Start

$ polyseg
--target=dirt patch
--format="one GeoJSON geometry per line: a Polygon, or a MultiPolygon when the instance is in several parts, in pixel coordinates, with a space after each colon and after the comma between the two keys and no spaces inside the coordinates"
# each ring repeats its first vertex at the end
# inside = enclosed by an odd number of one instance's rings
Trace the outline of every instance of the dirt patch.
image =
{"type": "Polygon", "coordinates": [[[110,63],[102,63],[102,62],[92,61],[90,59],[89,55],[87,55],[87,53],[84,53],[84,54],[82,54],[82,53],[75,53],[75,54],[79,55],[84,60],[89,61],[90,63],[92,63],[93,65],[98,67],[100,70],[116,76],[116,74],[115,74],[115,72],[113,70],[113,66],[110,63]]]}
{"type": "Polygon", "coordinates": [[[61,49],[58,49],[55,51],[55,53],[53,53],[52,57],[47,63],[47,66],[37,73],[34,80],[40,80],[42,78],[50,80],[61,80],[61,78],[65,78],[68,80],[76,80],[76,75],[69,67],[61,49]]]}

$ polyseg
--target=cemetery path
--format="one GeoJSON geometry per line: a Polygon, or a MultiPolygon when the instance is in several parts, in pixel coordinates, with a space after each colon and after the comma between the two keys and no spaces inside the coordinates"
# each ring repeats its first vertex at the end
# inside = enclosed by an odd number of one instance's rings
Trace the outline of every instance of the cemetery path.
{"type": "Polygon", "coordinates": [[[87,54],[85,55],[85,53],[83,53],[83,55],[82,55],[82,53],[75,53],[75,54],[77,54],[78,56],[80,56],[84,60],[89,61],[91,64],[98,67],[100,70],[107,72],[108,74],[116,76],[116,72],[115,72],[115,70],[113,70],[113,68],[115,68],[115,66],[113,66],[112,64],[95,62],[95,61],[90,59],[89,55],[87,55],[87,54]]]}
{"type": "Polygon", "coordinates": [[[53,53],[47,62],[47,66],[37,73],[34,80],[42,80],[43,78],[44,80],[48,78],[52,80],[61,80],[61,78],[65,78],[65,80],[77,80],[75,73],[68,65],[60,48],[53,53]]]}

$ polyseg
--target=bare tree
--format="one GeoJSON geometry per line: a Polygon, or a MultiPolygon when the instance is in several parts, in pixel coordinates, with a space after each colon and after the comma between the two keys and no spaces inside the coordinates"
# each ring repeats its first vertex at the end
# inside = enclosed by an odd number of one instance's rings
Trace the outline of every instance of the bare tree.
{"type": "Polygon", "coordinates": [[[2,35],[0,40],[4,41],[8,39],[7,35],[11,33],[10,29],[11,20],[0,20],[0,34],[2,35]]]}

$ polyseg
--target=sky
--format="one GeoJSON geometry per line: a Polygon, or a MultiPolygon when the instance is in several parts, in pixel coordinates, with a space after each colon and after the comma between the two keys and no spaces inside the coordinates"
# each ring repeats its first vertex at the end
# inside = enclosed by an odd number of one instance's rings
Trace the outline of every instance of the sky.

End

### Given instruction
From the listing above, extract all records word for word.

### Output for this exercise
$ polyseg
--target=dirt patch
--format="one GeoJSON geometry per line: a Polygon, or a MultiPolygon when the instance is in several parts, in pixel coordinates, with a space after each colon and after the comma between the two keys and no spaces inside the coordinates"
# each ring repeats its first vertex at the end
# inside = enclosed by an odd number of one instance's rings
Trace the outline of every instance of the dirt patch.
image =
{"type": "Polygon", "coordinates": [[[110,63],[102,63],[102,62],[92,61],[90,59],[89,55],[87,55],[87,53],[84,53],[84,54],[82,54],[82,53],[75,53],[75,54],[79,55],[84,60],[89,61],[90,63],[92,63],[93,65],[98,67],[100,70],[116,76],[116,74],[115,74],[115,72],[113,70],[113,66],[110,63]]]}
{"type": "Polygon", "coordinates": [[[61,49],[58,49],[55,51],[55,53],[53,53],[52,57],[47,63],[47,66],[37,73],[34,80],[40,80],[42,78],[50,80],[61,80],[61,78],[65,78],[68,80],[76,80],[76,75],[69,67],[61,49]]]}

$ polyseg
--target=cemetery path
--format="one GeoJSON geometry per line: a Polygon, or a MultiPolygon when the instance is in several parts, in pixel coordinates, with a space after each colon and after the comma between the two keys and no spaces inside the coordinates"
# each ring repeats its first vertex at the end
# inside = enclosed by an odd number of one instance's rings
Trace the outline of every instance of the cemetery path.
{"type": "Polygon", "coordinates": [[[87,54],[85,55],[85,53],[83,53],[83,55],[82,55],[82,53],[75,53],[75,54],[77,54],[78,56],[80,56],[84,60],[89,61],[91,64],[98,67],[100,70],[107,72],[108,74],[116,76],[116,72],[115,72],[115,70],[113,70],[113,68],[115,68],[115,66],[113,66],[112,64],[95,62],[95,61],[90,59],[89,55],[87,55],[87,54]]]}
{"type": "Polygon", "coordinates": [[[53,53],[47,62],[47,66],[37,73],[34,80],[42,80],[43,78],[44,80],[48,78],[52,80],[61,80],[61,78],[65,78],[65,80],[77,80],[75,73],[68,65],[60,48],[53,53]]]}

$ polyseg
--target=bare tree
--format="one GeoJSON geometry per line: a Polygon, or a MultiPolygon when the instance is in several parts, in pixel coordinates, with a space after each colon and after the comma between the two keys and no spaces inside the coordinates"
# each ring repeats its first vertex at the end
# inside = enclosed by an odd number of one instance's rings
Trace the outline of every instance of the bare tree.
{"type": "Polygon", "coordinates": [[[2,35],[0,40],[4,41],[8,39],[7,35],[11,33],[10,29],[11,20],[0,20],[0,34],[2,35]]]}

$ polyseg
--target=sky
--format="one GeoJSON geometry per line: a Polygon, or a MultiPolygon when the instance is in several parts, in pixel coordinates, with a space after each colon and after the comma between the two keys and no spaces inside the coordinates"
# each ring repeats its first vertex at the end
# inside = enclosed by an odd number of one instance's rings
Trace the outline of every instance of the sky.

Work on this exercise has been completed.